(Beginning of Information shown)
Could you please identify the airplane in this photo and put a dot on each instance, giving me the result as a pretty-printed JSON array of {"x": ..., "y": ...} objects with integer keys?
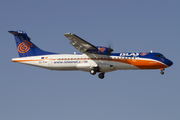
[{"x": 93, "y": 59}]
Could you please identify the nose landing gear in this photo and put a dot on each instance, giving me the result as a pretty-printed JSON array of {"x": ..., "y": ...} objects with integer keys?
[
  {"x": 162, "y": 71},
  {"x": 101, "y": 75}
]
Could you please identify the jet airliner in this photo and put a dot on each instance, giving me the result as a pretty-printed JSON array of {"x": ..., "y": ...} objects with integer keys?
[{"x": 93, "y": 59}]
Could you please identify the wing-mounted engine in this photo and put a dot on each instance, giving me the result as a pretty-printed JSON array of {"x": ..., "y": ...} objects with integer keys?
[{"x": 106, "y": 67}]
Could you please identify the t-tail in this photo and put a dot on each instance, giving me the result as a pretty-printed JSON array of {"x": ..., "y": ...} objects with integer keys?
[{"x": 25, "y": 47}]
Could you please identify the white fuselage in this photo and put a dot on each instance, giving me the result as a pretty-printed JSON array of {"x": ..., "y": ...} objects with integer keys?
[{"x": 77, "y": 62}]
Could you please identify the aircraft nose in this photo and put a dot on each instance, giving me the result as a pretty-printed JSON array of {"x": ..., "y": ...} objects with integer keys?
[{"x": 169, "y": 63}]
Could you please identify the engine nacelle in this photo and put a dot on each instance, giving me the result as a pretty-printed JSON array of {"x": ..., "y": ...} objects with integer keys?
[{"x": 106, "y": 67}]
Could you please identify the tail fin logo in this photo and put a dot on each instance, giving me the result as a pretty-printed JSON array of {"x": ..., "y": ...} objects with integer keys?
[{"x": 24, "y": 47}]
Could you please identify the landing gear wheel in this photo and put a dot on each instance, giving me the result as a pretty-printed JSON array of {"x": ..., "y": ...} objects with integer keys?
[
  {"x": 101, "y": 75},
  {"x": 93, "y": 72},
  {"x": 162, "y": 72}
]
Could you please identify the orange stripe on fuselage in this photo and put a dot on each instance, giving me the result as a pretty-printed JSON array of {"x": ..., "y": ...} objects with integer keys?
[{"x": 140, "y": 63}]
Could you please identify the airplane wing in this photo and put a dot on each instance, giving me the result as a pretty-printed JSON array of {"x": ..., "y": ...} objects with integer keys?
[{"x": 80, "y": 44}]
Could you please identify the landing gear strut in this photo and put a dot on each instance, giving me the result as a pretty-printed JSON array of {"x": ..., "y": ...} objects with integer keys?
[
  {"x": 93, "y": 72},
  {"x": 101, "y": 75},
  {"x": 162, "y": 71}
]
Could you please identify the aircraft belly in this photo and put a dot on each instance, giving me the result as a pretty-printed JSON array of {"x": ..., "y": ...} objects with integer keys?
[{"x": 125, "y": 66}]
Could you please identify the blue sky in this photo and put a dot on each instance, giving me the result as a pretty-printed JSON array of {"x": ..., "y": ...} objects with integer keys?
[{"x": 28, "y": 92}]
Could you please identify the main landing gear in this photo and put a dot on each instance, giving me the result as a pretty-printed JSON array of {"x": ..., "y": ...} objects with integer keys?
[{"x": 93, "y": 72}]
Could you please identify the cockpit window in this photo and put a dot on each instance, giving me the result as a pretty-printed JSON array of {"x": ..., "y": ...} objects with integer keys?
[{"x": 159, "y": 55}]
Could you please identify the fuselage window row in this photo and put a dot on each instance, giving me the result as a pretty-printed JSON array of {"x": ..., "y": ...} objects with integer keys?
[{"x": 114, "y": 58}]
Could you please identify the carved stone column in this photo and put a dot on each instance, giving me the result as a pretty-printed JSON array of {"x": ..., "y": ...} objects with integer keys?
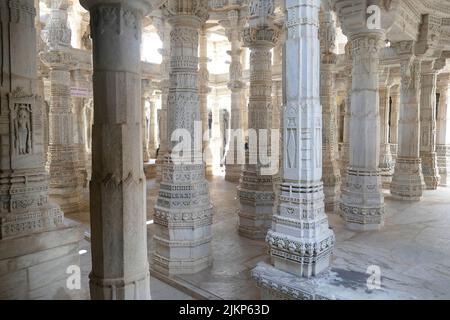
[
  {"x": 152, "y": 136},
  {"x": 256, "y": 191},
  {"x": 386, "y": 161},
  {"x": 65, "y": 180},
  {"x": 36, "y": 245},
  {"x": 345, "y": 152},
  {"x": 407, "y": 182},
  {"x": 443, "y": 131},
  {"x": 163, "y": 29},
  {"x": 204, "y": 90},
  {"x": 120, "y": 268},
  {"x": 183, "y": 212},
  {"x": 300, "y": 241},
  {"x": 146, "y": 92},
  {"x": 83, "y": 88},
  {"x": 331, "y": 176},
  {"x": 395, "y": 113},
  {"x": 233, "y": 27},
  {"x": 362, "y": 202},
  {"x": 428, "y": 123}
]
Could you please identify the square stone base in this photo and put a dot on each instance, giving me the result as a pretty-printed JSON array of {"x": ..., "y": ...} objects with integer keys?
[
  {"x": 34, "y": 266},
  {"x": 333, "y": 284}
]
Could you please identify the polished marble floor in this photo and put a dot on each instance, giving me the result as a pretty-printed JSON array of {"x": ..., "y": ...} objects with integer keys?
[{"x": 412, "y": 251}]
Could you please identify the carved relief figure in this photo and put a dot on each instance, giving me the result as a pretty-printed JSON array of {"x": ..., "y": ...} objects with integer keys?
[{"x": 21, "y": 126}]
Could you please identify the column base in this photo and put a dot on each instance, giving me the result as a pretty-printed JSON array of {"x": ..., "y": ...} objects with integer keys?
[
  {"x": 408, "y": 183},
  {"x": 430, "y": 170},
  {"x": 233, "y": 173},
  {"x": 443, "y": 160},
  {"x": 35, "y": 265},
  {"x": 333, "y": 284},
  {"x": 362, "y": 203},
  {"x": 132, "y": 288}
]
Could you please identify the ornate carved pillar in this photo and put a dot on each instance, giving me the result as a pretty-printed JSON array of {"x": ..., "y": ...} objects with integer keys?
[
  {"x": 256, "y": 191},
  {"x": 152, "y": 136},
  {"x": 36, "y": 244},
  {"x": 407, "y": 182},
  {"x": 204, "y": 90},
  {"x": 362, "y": 202},
  {"x": 65, "y": 180},
  {"x": 163, "y": 29},
  {"x": 146, "y": 93},
  {"x": 331, "y": 176},
  {"x": 300, "y": 241},
  {"x": 443, "y": 131},
  {"x": 386, "y": 161},
  {"x": 428, "y": 102},
  {"x": 79, "y": 79},
  {"x": 183, "y": 212},
  {"x": 345, "y": 152},
  {"x": 233, "y": 27},
  {"x": 395, "y": 113},
  {"x": 120, "y": 268}
]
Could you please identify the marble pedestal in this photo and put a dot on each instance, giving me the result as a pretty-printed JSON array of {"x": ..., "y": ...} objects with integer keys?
[{"x": 331, "y": 285}]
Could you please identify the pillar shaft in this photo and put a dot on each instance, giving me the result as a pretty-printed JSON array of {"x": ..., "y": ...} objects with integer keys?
[
  {"x": 62, "y": 162},
  {"x": 428, "y": 126},
  {"x": 395, "y": 114},
  {"x": 120, "y": 268},
  {"x": 36, "y": 244},
  {"x": 183, "y": 212},
  {"x": 386, "y": 161},
  {"x": 362, "y": 203},
  {"x": 443, "y": 132},
  {"x": 331, "y": 176},
  {"x": 300, "y": 241},
  {"x": 407, "y": 182},
  {"x": 233, "y": 26},
  {"x": 256, "y": 191}
]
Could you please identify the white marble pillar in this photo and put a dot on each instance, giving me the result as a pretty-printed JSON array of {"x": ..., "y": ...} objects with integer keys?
[
  {"x": 37, "y": 245},
  {"x": 408, "y": 182},
  {"x": 183, "y": 211},
  {"x": 428, "y": 123},
  {"x": 163, "y": 29},
  {"x": 345, "y": 151},
  {"x": 146, "y": 92},
  {"x": 300, "y": 241},
  {"x": 386, "y": 161},
  {"x": 362, "y": 202},
  {"x": 120, "y": 268},
  {"x": 256, "y": 190},
  {"x": 152, "y": 125},
  {"x": 204, "y": 90},
  {"x": 443, "y": 131},
  {"x": 62, "y": 162},
  {"x": 233, "y": 27},
  {"x": 395, "y": 113},
  {"x": 331, "y": 176}
]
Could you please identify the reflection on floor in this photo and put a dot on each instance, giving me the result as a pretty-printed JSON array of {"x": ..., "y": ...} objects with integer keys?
[{"x": 412, "y": 251}]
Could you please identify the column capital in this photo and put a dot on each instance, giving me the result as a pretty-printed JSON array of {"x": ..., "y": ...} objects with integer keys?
[
  {"x": 142, "y": 6},
  {"x": 264, "y": 36},
  {"x": 187, "y": 12}
]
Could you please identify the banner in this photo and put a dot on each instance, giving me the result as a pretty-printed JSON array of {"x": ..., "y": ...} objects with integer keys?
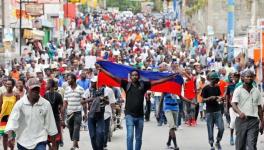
[{"x": 173, "y": 86}]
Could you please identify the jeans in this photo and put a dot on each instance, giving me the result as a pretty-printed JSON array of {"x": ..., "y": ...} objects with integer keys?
[
  {"x": 147, "y": 110},
  {"x": 96, "y": 128},
  {"x": 247, "y": 131},
  {"x": 74, "y": 122},
  {"x": 181, "y": 113},
  {"x": 40, "y": 146},
  {"x": 212, "y": 119},
  {"x": 107, "y": 126},
  {"x": 157, "y": 102},
  {"x": 137, "y": 124}
]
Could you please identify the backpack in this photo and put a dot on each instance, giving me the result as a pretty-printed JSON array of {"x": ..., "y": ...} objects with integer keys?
[
  {"x": 96, "y": 109},
  {"x": 141, "y": 85}
]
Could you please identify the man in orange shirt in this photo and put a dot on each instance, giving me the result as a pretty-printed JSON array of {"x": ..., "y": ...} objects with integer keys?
[
  {"x": 190, "y": 94},
  {"x": 15, "y": 74}
]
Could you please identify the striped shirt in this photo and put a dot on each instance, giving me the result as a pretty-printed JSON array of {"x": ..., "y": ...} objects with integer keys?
[{"x": 74, "y": 97}]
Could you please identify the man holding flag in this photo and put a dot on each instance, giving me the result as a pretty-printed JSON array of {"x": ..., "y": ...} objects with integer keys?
[{"x": 134, "y": 109}]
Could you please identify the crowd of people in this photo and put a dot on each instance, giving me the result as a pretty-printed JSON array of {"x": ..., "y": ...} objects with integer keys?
[{"x": 51, "y": 88}]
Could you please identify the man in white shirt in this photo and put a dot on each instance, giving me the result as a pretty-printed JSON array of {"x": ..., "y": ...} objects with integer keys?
[
  {"x": 72, "y": 102},
  {"x": 32, "y": 120},
  {"x": 108, "y": 111},
  {"x": 246, "y": 102}
]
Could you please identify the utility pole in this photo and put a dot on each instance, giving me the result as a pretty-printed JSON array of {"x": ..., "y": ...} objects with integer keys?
[
  {"x": 20, "y": 27},
  {"x": 230, "y": 28}
]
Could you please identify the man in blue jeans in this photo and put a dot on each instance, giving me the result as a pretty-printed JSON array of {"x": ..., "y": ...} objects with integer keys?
[
  {"x": 211, "y": 96},
  {"x": 134, "y": 109}
]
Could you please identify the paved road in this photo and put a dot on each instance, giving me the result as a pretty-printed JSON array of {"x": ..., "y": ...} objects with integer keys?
[{"x": 154, "y": 138}]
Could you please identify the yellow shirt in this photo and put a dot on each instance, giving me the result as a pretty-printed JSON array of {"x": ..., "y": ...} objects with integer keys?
[{"x": 7, "y": 106}]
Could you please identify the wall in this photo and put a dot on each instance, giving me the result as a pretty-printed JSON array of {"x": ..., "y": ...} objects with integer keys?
(End of Information shown)
• _Assignment_:
Write the lines out again exactly, from the one containing "Could you please identify the man in white" through the last line of the records, and include no other lines.

• _Solution for this problem_:
Could you please identify the man in white shirt in this photo and put a dot on each instance, giving me the result as a pretty-printed JSON array of {"x": ..., "y": ...} objects with integer keys?
[
  {"x": 72, "y": 102},
  {"x": 32, "y": 120},
  {"x": 108, "y": 111},
  {"x": 246, "y": 102}
]
Could you please identify the utility pole in this photo and put a dot on each instance, giving me the result as a pretty-printed JSON array of {"x": ..., "y": ...} objects with integer keys?
[
  {"x": 20, "y": 27},
  {"x": 230, "y": 28}
]
Could you please identify the man in blue jeans in this photo and put a dot on each instance, giving me the result as a pretty-printed JSON array of {"x": ..., "y": ...} objects with integer keys?
[
  {"x": 211, "y": 96},
  {"x": 134, "y": 109}
]
Could you please identify the paved road in this photo and put a dot on each instance, giving me the result as a pretty-printed JSON array of {"x": ..., "y": ...} objects with integer keys?
[{"x": 154, "y": 138}]
Could you please identify the yellow shirt in this photo and put a dot on each instance, giving me the result as a pretty-printed JSON array of {"x": ..., "y": ...} objects with integer keys?
[{"x": 7, "y": 106}]
Could you please identify the wall in this photo and put a dot on each instance, giving me the result as a pretty-printed JSON array of {"x": ..., "y": ...} objects with integer keys?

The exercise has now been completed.